### Exercise goal
Starting at the line that contains "point: white comforter" and continuing through the end of the records, copy every line again, requests included, and offset each number in the answer coordinates by -32. Leave out the pictures.

### Material for this exercise

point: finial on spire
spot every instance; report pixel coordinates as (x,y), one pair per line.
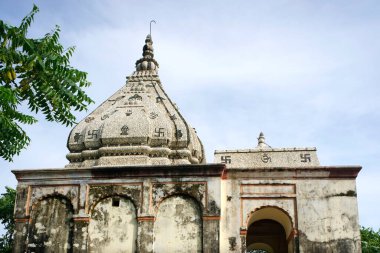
(261,141)
(150,27)
(147,62)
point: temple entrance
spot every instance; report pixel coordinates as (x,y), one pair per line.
(268,231)
(267,236)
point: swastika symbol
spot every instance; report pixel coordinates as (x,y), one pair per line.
(178,134)
(77,137)
(124,130)
(305,158)
(159,132)
(266,158)
(225,159)
(92,134)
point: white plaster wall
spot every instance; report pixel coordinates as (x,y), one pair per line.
(327,209)
(230,216)
(113,228)
(50,227)
(178,226)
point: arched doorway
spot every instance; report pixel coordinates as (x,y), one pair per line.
(268,230)
(113,226)
(178,226)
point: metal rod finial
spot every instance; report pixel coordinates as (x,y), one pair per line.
(150,26)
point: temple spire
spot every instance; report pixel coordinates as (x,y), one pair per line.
(147,62)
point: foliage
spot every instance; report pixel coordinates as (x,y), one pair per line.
(35,72)
(7,202)
(370,240)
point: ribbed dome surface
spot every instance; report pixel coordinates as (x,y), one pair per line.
(138,125)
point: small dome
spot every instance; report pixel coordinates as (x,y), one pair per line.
(138,125)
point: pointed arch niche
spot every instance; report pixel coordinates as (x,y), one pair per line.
(178,225)
(113,226)
(51,225)
(270,229)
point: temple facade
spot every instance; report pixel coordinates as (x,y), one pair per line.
(137,181)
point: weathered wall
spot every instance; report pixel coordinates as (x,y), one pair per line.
(328,216)
(113,226)
(50,228)
(178,226)
(98,226)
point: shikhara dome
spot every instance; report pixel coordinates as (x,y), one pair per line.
(138,125)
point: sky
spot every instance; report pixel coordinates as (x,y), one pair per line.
(305,73)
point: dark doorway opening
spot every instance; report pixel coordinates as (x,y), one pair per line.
(267,235)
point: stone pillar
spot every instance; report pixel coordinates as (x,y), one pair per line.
(80,234)
(243,239)
(211,234)
(145,234)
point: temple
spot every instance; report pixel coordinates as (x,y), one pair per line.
(137,181)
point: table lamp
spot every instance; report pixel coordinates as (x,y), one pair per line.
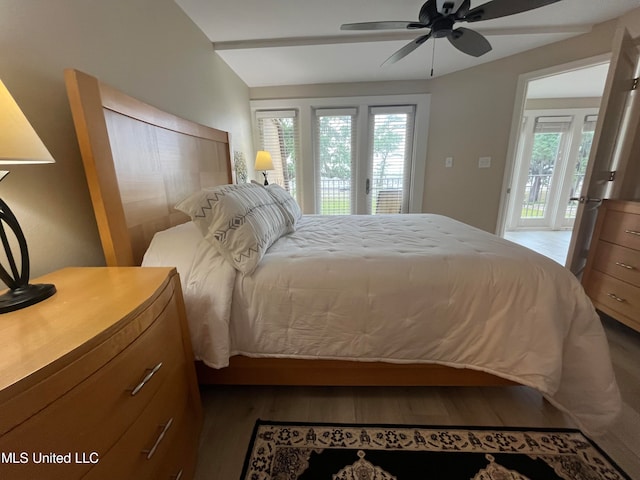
(19,144)
(264,163)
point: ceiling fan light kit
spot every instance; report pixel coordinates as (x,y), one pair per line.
(440,17)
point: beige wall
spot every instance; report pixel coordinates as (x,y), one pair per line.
(147,48)
(470,117)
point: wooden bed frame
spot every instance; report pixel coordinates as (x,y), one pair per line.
(139,162)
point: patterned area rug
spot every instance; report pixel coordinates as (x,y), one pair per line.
(294,451)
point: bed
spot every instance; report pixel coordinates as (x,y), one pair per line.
(141,162)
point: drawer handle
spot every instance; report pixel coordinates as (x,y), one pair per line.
(146,379)
(616,298)
(165,428)
(177,476)
(624,265)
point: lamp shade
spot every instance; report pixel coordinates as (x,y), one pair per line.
(19,143)
(263,161)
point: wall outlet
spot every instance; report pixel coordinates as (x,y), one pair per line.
(484,162)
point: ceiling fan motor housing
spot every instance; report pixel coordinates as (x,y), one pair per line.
(448,7)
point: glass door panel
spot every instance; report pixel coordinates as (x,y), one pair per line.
(391,137)
(335,138)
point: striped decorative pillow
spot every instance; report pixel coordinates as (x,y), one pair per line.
(240,221)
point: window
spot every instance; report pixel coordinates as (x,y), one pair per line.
(278,134)
(351,155)
(392,139)
(334,160)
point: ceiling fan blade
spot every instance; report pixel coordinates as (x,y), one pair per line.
(503,8)
(392,25)
(407,49)
(469,42)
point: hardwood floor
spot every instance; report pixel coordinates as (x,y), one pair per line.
(230,412)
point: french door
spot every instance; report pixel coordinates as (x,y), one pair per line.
(552,160)
(614,133)
(363,159)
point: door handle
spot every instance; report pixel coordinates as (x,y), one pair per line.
(586,199)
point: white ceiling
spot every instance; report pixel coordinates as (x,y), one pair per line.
(293,42)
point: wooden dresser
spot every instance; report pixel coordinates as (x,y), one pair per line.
(98,381)
(612,274)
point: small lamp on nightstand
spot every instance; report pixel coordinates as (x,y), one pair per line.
(19,144)
(264,163)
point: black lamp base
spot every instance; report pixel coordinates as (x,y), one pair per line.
(23,297)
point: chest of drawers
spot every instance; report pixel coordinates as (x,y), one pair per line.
(99,381)
(612,274)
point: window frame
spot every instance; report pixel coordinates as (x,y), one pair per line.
(306,170)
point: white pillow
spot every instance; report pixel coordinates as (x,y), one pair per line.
(287,203)
(241,221)
(174,247)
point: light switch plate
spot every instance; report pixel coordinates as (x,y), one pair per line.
(484,162)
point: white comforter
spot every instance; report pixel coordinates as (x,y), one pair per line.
(403,288)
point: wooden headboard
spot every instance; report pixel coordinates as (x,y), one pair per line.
(139,162)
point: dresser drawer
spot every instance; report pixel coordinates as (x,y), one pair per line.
(179,463)
(95,414)
(151,438)
(614,295)
(622,228)
(620,262)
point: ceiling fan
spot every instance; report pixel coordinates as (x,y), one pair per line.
(440,16)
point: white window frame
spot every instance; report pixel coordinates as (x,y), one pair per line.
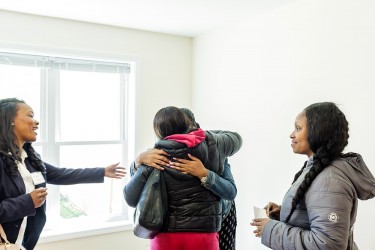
(50,152)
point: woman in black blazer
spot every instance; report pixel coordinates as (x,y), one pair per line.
(23,175)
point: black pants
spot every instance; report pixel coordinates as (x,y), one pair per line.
(227,234)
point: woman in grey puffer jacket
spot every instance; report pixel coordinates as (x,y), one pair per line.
(320,208)
(194,212)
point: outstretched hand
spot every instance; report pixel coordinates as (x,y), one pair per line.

### Complete output
point: white comforter
spot every instance; report pixel coordinates as (x,y), one pair per line.
(371,256)
point: wooden headboard
spot every instance; report pixel coordinates as (x,y), one pair per line.
(107,130)
point: dresser drawer
spot every instance; report pixel coordinates as (x,y), one pair per line.
(147,431)
(63,382)
(119,406)
(582,263)
(590,196)
(588,230)
point: ceiling fan
spot every instance; report pixel coordinates as (x,y), one pair per line.
(408,-16)
point: white window frame
spot every instance; report pixel coordinates as (x,y), one pair per line.
(18,120)
point: woman in black blazer
spot every instance; report pixel coordinates as (x,y), one pair per line.
(-9,143)
point: black pants
spot every instance; report pixel coordinates as (x,y), one pair per line.
(195,202)
point: woman in grey puffer jacket
spot every instance; report pixel coordinates as (x,y), one pair per line.
(288,176)
(162,180)
point: outstretched hand
spot every instance; report pixel coordinates as (x,y), one pair per line.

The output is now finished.